Extracted material ::
=====

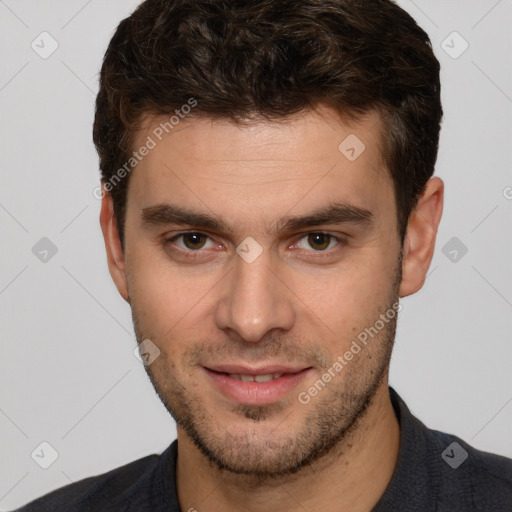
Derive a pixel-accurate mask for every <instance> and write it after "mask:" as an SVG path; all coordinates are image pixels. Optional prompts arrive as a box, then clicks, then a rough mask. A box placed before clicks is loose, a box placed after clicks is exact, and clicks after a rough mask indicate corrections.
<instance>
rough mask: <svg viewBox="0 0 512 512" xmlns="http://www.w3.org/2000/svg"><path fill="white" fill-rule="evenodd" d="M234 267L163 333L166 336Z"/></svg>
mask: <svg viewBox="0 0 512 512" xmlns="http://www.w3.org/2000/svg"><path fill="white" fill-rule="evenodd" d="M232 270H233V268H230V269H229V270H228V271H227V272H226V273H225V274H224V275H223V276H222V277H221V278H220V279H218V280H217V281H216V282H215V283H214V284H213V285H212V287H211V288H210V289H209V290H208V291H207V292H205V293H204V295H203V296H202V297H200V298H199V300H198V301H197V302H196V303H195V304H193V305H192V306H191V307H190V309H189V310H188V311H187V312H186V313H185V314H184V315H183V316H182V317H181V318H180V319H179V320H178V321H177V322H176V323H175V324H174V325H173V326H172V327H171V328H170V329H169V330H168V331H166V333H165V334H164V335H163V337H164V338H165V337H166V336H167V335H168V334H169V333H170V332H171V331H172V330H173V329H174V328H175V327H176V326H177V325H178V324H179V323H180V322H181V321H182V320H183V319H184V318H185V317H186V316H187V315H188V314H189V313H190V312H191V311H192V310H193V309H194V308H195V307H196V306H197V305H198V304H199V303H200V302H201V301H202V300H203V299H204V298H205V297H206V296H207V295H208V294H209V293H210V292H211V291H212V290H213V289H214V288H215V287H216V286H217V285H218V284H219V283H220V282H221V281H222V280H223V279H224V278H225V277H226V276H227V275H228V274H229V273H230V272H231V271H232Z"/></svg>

=====

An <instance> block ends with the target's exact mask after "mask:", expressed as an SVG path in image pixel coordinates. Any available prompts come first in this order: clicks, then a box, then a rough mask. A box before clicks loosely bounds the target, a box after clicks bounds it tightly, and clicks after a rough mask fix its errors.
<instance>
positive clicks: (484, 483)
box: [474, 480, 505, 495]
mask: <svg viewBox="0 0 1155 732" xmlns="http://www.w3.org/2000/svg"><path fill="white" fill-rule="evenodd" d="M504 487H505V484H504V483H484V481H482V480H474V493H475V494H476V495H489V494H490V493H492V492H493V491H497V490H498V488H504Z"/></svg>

=====

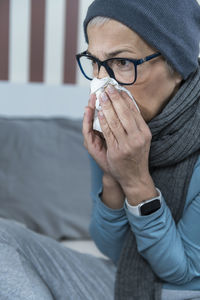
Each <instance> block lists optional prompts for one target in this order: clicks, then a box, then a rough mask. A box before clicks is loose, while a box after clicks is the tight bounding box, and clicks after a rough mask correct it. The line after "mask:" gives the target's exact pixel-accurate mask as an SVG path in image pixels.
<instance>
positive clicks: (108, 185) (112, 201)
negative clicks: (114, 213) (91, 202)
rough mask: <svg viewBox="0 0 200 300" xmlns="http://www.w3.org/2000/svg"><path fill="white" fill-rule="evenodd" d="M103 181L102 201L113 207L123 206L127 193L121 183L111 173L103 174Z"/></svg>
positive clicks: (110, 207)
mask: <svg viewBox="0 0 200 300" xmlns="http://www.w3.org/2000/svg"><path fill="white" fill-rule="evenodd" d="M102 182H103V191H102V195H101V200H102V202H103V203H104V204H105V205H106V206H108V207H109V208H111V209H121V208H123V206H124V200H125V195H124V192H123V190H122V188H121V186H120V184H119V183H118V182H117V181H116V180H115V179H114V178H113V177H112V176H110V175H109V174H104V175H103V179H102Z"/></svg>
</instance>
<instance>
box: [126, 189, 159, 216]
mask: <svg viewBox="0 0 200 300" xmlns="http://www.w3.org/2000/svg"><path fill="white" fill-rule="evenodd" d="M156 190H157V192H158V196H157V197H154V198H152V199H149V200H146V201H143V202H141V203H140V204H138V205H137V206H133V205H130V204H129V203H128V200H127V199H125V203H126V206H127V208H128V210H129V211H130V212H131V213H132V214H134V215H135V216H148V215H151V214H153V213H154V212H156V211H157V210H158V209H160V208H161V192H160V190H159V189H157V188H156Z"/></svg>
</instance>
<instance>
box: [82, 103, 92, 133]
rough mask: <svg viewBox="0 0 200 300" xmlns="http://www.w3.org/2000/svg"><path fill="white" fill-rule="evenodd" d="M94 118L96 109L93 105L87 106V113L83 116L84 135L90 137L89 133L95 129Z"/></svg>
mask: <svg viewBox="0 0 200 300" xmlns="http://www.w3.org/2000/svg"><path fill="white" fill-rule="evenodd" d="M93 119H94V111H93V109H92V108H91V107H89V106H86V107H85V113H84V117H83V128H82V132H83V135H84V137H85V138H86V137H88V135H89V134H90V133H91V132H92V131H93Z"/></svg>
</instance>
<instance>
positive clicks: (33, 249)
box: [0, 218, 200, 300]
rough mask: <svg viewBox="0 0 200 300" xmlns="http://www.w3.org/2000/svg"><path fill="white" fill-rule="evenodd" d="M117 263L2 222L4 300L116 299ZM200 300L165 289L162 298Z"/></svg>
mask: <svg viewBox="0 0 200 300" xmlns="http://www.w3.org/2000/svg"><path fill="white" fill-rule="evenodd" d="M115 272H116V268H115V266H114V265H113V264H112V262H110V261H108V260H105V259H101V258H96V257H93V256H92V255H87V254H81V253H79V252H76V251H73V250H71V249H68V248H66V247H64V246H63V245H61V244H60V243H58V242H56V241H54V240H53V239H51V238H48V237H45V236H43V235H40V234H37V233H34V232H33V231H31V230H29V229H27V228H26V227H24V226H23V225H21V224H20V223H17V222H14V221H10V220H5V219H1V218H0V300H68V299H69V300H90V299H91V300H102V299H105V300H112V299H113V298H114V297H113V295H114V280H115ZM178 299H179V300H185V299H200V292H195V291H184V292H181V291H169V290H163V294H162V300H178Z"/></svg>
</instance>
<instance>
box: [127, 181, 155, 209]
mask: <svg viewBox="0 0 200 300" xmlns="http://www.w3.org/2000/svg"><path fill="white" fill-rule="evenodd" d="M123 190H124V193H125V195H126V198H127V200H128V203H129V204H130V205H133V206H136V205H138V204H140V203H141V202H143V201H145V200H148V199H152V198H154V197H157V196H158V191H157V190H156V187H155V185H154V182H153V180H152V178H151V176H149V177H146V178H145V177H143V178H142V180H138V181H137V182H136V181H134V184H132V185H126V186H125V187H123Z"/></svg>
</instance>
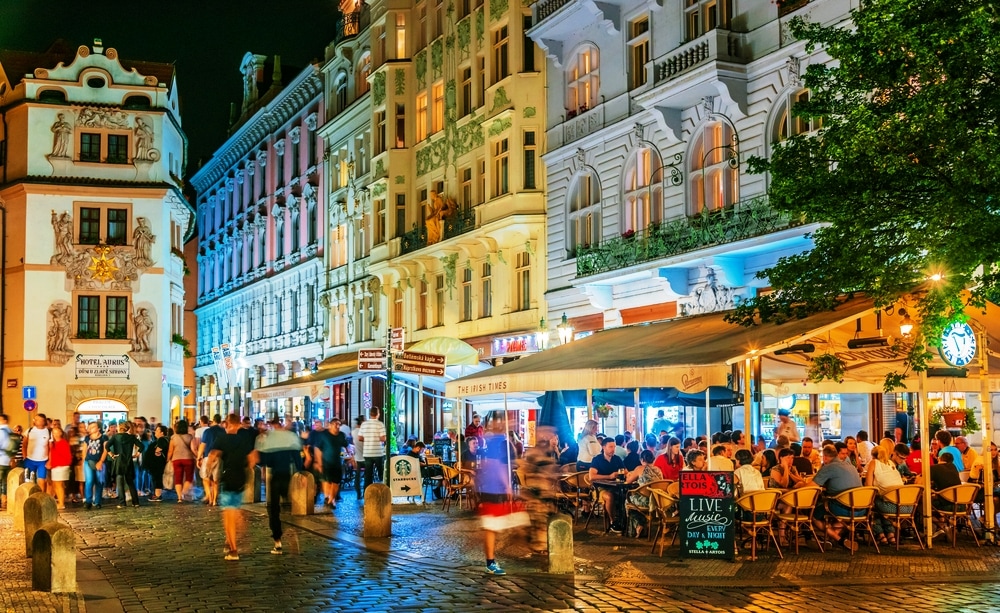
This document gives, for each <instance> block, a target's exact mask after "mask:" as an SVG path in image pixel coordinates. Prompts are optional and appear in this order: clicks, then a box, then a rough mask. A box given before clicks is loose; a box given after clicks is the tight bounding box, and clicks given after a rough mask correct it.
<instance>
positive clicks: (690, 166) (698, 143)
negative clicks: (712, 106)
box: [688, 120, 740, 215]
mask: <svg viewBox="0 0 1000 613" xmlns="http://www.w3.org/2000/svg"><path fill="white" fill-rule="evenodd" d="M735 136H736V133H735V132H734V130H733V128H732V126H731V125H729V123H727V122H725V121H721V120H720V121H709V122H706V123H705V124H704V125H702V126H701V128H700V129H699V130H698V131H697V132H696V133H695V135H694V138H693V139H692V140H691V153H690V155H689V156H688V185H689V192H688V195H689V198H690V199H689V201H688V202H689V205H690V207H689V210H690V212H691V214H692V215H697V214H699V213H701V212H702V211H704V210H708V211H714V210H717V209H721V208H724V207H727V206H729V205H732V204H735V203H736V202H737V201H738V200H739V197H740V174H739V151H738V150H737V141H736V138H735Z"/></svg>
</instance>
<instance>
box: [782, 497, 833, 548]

=====

Assignment :: Would you copy out, word for word, the lines beginning at the one that contains "Each <instance> block lists" and stopping after the one that contains "negative clicks: (114, 213) (91, 202)"?

Exercise answer ::
Each <instance> block lists optional prompts for one target in this order: clicks, then a box, then a rough mask. A box before clicks is loose, while a box after clicks is the tight bounding box, and clicks after a rough mask correct it. The line after "mask:" gives the target's exact pixel-accurate mask as an SVG path in image pixels.
<instance>
positive clicks: (108, 185) (112, 201)
negative clicks: (114, 213) (91, 202)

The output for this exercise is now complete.